What you will do ->
1 - Retype the passage on mission in the UK and Ireland word for word, from "We have unreached" up to and including "credible Gospel witness.".
2 - Continue the passage on mission in the UK and Ireland, starting right after its final sentence.

Extract to read ->
==================================================

For missional go-ers and senders, the UK and Ireland may seem second best, compared to more remote, dangerous, and traditional places.  However, we know that God loves people wherever they are, and that He is committed to all nations hearing the Gospel. The Lord says, “I will be exalted among the nations, I will be exalted in the earth!”(Psalm 46:10).  If potential missionaries sense that God is drawing them to the British Isles or if they are drawn to a people group represented here, we want to affirm that the UK and Ireland are valid countries to consider.

We have unreached people groups
In Ireland there are a number of areas with insufficient Christians to reach post-Catholic people, as well as growing numbers of Muslim migrants.  In the UK, churches have not engaged sufficiently with Muslims and other migrant communities, leaving millions of people without a credible Gospel witness. 

The UK and Ireland provide freedom for migrants coming from countries closed to the Gospel.  Missionaries also have great freedom to preach the Gospel.  One can freely access an incredible amount of Gospel materials in a large variety of languages and distribute them without any risk of arrest.

==================================================

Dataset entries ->
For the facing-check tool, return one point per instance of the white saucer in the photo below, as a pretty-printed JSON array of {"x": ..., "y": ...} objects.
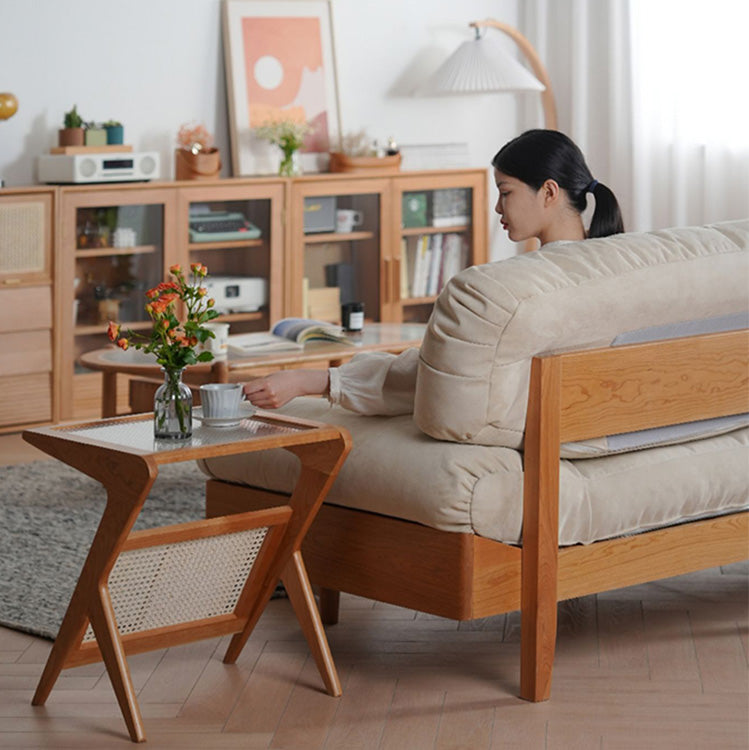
[{"x": 247, "y": 410}]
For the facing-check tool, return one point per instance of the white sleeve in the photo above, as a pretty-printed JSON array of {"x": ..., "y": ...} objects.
[{"x": 376, "y": 383}]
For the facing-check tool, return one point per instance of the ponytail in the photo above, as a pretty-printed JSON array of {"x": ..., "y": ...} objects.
[
  {"x": 607, "y": 217},
  {"x": 538, "y": 155}
]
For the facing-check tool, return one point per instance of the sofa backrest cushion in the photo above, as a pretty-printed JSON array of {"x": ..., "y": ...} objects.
[{"x": 491, "y": 320}]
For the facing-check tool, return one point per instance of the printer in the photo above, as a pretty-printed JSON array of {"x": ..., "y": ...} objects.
[{"x": 237, "y": 293}]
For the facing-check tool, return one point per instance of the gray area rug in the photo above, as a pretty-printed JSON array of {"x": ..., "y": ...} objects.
[{"x": 48, "y": 516}]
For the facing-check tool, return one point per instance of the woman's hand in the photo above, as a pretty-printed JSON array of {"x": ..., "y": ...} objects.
[{"x": 278, "y": 388}]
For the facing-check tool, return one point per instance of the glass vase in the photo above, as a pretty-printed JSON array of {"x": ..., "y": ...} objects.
[
  {"x": 291, "y": 165},
  {"x": 172, "y": 408}
]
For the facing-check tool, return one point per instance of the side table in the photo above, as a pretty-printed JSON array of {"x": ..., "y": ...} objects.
[{"x": 144, "y": 590}]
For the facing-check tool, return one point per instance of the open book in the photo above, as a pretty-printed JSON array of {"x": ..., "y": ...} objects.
[{"x": 287, "y": 335}]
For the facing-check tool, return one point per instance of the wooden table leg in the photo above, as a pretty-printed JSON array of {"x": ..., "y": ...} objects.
[
  {"x": 128, "y": 481},
  {"x": 109, "y": 394},
  {"x": 297, "y": 585},
  {"x": 320, "y": 465}
]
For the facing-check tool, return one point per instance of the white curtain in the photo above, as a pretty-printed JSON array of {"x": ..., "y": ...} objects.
[{"x": 651, "y": 92}]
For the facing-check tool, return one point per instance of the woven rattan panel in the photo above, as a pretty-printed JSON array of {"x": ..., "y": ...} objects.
[
  {"x": 22, "y": 238},
  {"x": 169, "y": 584}
]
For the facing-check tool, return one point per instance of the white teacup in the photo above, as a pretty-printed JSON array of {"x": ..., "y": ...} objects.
[
  {"x": 346, "y": 219},
  {"x": 218, "y": 346},
  {"x": 221, "y": 400}
]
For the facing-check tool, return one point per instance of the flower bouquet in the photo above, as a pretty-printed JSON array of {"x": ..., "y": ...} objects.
[
  {"x": 289, "y": 136},
  {"x": 174, "y": 343},
  {"x": 195, "y": 157}
]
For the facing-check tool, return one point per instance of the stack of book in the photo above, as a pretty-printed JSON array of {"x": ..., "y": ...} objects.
[{"x": 430, "y": 260}]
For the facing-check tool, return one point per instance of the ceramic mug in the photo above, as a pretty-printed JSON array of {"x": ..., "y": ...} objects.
[
  {"x": 218, "y": 346},
  {"x": 221, "y": 400},
  {"x": 346, "y": 219}
]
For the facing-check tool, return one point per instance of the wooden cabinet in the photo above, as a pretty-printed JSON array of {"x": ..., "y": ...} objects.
[
  {"x": 117, "y": 241},
  {"x": 441, "y": 228},
  {"x": 28, "y": 393},
  {"x": 74, "y": 257},
  {"x": 411, "y": 232},
  {"x": 327, "y": 267}
]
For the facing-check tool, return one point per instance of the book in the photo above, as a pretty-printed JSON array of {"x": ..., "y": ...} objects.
[
  {"x": 435, "y": 265},
  {"x": 421, "y": 267},
  {"x": 288, "y": 334}
]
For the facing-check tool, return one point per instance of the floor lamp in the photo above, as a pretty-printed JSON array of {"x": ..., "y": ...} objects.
[
  {"x": 8, "y": 107},
  {"x": 482, "y": 66}
]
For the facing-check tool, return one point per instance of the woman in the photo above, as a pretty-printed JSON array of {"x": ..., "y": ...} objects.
[{"x": 543, "y": 183}]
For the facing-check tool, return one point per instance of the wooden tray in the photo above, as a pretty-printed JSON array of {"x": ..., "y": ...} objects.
[{"x": 364, "y": 164}]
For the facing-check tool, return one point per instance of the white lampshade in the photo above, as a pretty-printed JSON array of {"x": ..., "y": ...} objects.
[{"x": 480, "y": 65}]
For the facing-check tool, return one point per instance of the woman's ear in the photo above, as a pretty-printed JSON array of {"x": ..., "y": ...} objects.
[{"x": 551, "y": 192}]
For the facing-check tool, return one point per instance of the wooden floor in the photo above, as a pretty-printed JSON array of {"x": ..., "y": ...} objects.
[{"x": 662, "y": 665}]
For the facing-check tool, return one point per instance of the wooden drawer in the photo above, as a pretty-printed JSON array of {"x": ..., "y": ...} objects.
[
  {"x": 25, "y": 399},
  {"x": 25, "y": 352},
  {"x": 26, "y": 308}
]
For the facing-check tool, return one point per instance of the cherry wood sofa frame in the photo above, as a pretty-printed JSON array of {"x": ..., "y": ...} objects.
[{"x": 573, "y": 396}]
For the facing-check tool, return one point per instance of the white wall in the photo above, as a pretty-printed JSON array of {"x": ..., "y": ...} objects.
[{"x": 156, "y": 64}]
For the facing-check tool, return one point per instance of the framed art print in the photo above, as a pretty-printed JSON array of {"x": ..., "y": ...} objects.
[{"x": 280, "y": 65}]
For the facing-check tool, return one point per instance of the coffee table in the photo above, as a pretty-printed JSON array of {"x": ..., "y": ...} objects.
[
  {"x": 111, "y": 361},
  {"x": 150, "y": 589}
]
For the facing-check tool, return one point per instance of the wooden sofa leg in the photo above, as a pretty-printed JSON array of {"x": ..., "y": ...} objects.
[
  {"x": 538, "y": 635},
  {"x": 329, "y": 605},
  {"x": 539, "y": 562}
]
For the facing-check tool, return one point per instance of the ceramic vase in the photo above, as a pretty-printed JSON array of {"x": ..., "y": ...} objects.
[
  {"x": 172, "y": 408},
  {"x": 290, "y": 164}
]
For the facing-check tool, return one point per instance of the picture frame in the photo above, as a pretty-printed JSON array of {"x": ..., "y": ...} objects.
[{"x": 280, "y": 61}]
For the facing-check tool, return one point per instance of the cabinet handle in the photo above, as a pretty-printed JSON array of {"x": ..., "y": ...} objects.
[{"x": 388, "y": 281}]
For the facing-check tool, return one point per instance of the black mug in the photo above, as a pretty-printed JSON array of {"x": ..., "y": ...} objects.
[{"x": 352, "y": 316}]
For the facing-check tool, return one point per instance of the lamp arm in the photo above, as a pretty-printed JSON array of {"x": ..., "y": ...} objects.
[{"x": 547, "y": 96}]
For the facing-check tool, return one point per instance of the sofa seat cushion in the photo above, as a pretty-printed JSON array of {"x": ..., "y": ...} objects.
[
  {"x": 396, "y": 470},
  {"x": 491, "y": 320}
]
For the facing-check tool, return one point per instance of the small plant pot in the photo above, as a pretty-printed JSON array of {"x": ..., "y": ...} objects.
[
  {"x": 96, "y": 137},
  {"x": 71, "y": 137},
  {"x": 205, "y": 165},
  {"x": 115, "y": 135}
]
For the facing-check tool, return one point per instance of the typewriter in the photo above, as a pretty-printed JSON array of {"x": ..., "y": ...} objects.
[{"x": 217, "y": 226}]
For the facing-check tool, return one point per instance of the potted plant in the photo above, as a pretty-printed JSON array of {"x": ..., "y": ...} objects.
[
  {"x": 72, "y": 133},
  {"x": 115, "y": 132},
  {"x": 196, "y": 158},
  {"x": 95, "y": 135}
]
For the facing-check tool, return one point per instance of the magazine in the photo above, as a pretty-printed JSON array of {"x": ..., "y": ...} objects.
[{"x": 288, "y": 334}]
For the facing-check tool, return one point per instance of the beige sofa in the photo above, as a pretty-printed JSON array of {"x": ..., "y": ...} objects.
[{"x": 579, "y": 425}]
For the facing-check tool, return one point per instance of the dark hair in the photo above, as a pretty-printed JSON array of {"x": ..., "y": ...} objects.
[{"x": 539, "y": 155}]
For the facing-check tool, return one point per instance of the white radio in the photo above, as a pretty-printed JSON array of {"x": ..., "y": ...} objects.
[
  {"x": 237, "y": 293},
  {"x": 103, "y": 167}
]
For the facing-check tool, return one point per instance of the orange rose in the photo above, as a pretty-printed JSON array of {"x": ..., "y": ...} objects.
[{"x": 113, "y": 331}]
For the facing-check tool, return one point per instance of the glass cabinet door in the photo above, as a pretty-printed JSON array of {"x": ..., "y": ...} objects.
[
  {"x": 336, "y": 248},
  {"x": 115, "y": 245},
  {"x": 235, "y": 232},
  {"x": 442, "y": 231}
]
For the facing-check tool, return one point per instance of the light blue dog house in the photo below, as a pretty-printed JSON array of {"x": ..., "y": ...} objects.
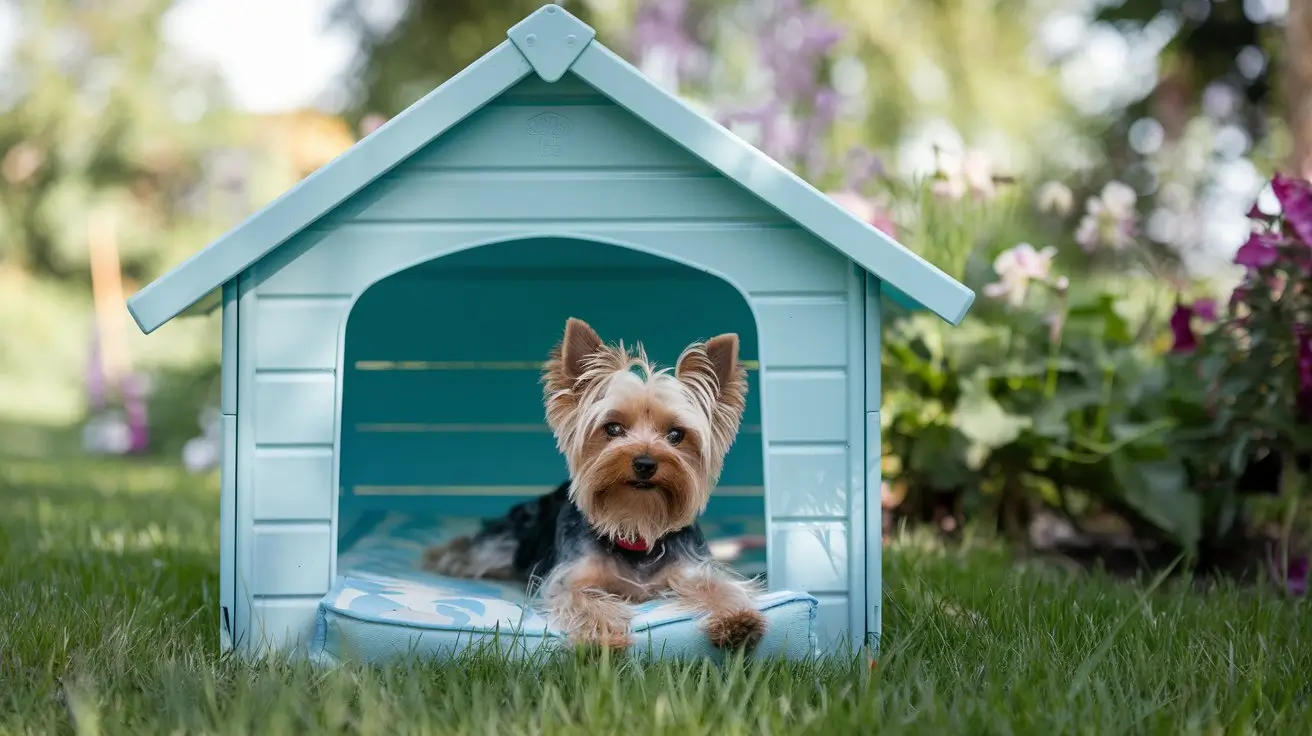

==================================================

Responses to the tasks ->
1 -
We have unreached people groups
In Ireland there are a number of areas with insufficient Christians to reach post-Catholic people, as well as growing numbers of Muslim migrants.  In the UK, churches have not engaged sufficiently with Muslims and other migrant communities, leaving millions of people without a credible Gospel witness.

2 -
It is relatively easy to access the UK and Ireland through various long-term visas.  The security situation in both countries is stable and access to affordable health care and education is also excellent.  Because both nations are accessible, a range of different people can serve here.  For example, reaching Afghanis in Afghanistan might well require someone with a particular apostolic calling and strong physical health, but people without those particular giftings can still reach Afghanis in the UK.  Many UK churches in Muslim-majority neighborhoods and church plants in Ireland would be greatly blessed by mature believers, who might not be able to serve in other parts of the world. 

English speakers can minister in Ireland and to many migrants in the UK without needing to learn an additional language.  Ministering effectively to refugees and other recently arrived migrants might require learning an additional language, which can be done here. 

Partnership with local churches
Missionaries have opportunities to partner with local churches, which provides additional resources for evangelism and discipleship to unreached people groups, as well as the joy of local fellowship. Since the local church is present and vibrant in many areas, a wide variety of models of team and ministry can exist in the UK and Ireland, unlike in places where the missionary team needs to be the primary source of fellowship, partnership, and worship. Involvement in the local church and community supplements the team’s role in providing a feeling of connectedness and the offering of pastoral care and spiritual support. 

Identifying with migrants
For those ministering to migrants in the UK, it is often an advantage to be a foreigner. As a fellow foreigner, missionaries have an understanding of what it feels like to be a migrant and the challenges it presents in the UK.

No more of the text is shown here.